• [Supplied text]:
○ ○ ○ ○ ○
For example, a non-gendered object such as a tree is referred to using feminine pronouns, while a pen is referred to using male pronouns. In Arabic a grammatically correct sentence would be “al-qalam howa allazhy yaktub”: al-qalam [the pen] howa [he] allazhy [male pronoun meaning the one who] yaktub [male verb meaning writes].

However, if I am referring to a group of pens, a grammatically correct Arabic sentence would be “al-aqlam heya allaty taktub”: al-aqlam [plural: pens] heya [she] allaty [female pronoun meaning the one who] taktub [female verb meaning writes].

Therefore, there is absolutely no basis whatsoever for using a female pronoun to refer to a singular non-gendered being when translating from Arabic to English. Thus, by using “Her” to refer to Allah SWT one is not preserving the “genderlessness” of the Divine, rather, one is essentially assigning a gender to a non-gendered being – Allah SWT –  which is by anybody’s account haraam. However, even if there were no grammatical explanation, the fact remains that the Qur’an uses Arabic male pronouns and we simply do not have the right to change this when translating.

As Muslims, we are constantly under pressure to fit Islam under one ideology or another. We must not let this pressure – whether from the outside or from within ourselves – incite us to try to morph the religion into something it’s not. Rather, we should assume that any perceived inconsistencies are simply due to our own ignorance, and can be resolved if we put in a little extra effort – such as learning about the Arabic language before attempting to translate from Arabic to English.
○ ○ ○ ○ ○
• [Supplied material]:
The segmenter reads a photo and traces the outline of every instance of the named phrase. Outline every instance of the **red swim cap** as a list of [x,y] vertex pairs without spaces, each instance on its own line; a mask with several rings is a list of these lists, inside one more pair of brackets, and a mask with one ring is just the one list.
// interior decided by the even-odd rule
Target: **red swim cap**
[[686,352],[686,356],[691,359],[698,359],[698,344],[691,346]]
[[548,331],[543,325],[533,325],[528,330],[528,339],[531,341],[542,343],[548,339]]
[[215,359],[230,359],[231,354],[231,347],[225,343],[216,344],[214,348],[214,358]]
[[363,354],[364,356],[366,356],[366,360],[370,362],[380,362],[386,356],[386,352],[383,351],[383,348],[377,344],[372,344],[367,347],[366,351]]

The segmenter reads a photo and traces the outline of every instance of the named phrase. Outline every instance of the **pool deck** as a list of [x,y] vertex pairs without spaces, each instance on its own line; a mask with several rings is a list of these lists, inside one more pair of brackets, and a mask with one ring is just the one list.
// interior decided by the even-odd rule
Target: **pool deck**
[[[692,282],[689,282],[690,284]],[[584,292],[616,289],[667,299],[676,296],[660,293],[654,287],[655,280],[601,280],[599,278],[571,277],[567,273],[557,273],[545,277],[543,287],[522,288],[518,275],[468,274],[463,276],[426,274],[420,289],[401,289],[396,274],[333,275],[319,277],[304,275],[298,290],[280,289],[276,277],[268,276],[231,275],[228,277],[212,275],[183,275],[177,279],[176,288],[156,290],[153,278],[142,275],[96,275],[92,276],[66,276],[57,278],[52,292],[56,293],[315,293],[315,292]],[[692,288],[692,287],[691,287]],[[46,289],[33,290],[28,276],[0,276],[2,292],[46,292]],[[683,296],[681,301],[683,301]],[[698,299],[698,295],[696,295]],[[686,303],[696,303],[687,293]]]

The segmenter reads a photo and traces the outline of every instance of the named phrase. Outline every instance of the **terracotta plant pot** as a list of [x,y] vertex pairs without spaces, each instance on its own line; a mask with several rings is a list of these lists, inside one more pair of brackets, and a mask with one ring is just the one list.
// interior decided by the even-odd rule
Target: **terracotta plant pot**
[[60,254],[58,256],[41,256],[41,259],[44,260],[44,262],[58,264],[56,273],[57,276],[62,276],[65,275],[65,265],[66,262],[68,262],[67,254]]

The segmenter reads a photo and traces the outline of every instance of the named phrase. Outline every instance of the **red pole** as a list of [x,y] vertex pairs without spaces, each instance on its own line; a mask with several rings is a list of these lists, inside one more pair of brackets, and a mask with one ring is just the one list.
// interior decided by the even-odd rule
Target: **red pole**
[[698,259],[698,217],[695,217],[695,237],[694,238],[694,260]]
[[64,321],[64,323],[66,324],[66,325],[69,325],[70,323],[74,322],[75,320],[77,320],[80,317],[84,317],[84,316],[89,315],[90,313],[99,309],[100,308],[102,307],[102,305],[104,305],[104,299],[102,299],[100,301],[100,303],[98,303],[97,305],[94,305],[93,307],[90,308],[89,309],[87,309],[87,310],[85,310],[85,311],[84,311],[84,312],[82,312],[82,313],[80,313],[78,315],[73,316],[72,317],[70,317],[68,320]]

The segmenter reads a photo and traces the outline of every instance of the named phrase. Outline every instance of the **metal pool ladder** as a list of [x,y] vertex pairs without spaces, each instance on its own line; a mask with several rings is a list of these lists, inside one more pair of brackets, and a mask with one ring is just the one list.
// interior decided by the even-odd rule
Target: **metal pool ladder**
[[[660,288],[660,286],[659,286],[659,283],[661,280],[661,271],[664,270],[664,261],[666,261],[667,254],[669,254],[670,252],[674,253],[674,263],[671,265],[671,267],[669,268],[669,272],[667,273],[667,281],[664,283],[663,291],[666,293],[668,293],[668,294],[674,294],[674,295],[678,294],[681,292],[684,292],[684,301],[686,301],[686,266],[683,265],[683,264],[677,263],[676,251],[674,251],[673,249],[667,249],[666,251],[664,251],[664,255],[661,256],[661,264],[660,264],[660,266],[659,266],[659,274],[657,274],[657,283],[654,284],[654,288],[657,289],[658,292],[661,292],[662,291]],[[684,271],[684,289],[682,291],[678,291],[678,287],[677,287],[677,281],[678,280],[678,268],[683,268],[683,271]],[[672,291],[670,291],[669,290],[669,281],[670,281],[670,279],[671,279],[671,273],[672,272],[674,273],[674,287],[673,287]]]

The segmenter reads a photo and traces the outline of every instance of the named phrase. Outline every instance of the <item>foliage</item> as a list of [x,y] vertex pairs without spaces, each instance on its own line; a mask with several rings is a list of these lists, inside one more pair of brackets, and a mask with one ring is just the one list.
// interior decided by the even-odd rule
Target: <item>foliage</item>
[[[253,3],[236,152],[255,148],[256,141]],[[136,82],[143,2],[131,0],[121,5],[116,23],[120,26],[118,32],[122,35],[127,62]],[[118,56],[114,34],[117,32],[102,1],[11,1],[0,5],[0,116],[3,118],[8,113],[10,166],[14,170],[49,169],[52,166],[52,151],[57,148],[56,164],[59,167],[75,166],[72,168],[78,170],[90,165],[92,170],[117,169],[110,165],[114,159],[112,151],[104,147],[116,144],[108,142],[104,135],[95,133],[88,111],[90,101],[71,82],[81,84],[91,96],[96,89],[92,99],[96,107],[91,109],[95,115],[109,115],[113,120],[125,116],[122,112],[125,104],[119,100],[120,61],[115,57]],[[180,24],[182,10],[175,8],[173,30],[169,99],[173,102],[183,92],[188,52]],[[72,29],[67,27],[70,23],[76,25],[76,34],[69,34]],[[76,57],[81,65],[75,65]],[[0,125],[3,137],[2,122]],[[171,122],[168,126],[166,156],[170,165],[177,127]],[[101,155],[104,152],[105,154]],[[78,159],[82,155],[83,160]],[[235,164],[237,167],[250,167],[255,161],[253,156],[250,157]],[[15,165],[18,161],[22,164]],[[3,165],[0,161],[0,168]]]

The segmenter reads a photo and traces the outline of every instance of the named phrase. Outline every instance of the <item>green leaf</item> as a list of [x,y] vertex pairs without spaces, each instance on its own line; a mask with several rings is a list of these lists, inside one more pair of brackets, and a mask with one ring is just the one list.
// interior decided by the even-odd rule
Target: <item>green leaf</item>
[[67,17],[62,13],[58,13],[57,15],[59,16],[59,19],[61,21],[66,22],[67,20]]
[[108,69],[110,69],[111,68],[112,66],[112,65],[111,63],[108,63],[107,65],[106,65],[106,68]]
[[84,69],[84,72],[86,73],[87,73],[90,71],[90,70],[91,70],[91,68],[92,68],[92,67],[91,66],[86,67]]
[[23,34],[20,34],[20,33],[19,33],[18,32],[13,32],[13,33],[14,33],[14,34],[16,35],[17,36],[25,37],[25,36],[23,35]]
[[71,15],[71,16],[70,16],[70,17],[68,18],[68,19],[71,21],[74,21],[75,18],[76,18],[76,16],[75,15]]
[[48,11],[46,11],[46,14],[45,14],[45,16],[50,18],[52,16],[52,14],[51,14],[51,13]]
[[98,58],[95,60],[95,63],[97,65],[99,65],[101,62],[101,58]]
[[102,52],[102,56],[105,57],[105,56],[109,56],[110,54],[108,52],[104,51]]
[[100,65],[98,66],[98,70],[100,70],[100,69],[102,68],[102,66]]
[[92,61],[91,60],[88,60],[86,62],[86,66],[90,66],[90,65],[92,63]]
○ ○ ○ ○ ○
• [What you should do]: Repeat the part of the passage on Arabic grammatical gender that opens with "For example, a" and closes with "[male verb meaning writes].", switching "tree" for "mountain".

• [Solution to the exercise]:
For example, a non-gendered object such as a mountain is referred to using feminine pronouns, while a pen is referred to using male pronouns. In Arabic a grammatically correct sentence would be “al-qalam howa allazhy yaktub”: al-qalam [the pen] howa [he] allazhy [male pronoun meaning the one who] yaktub [male verb meaning writes].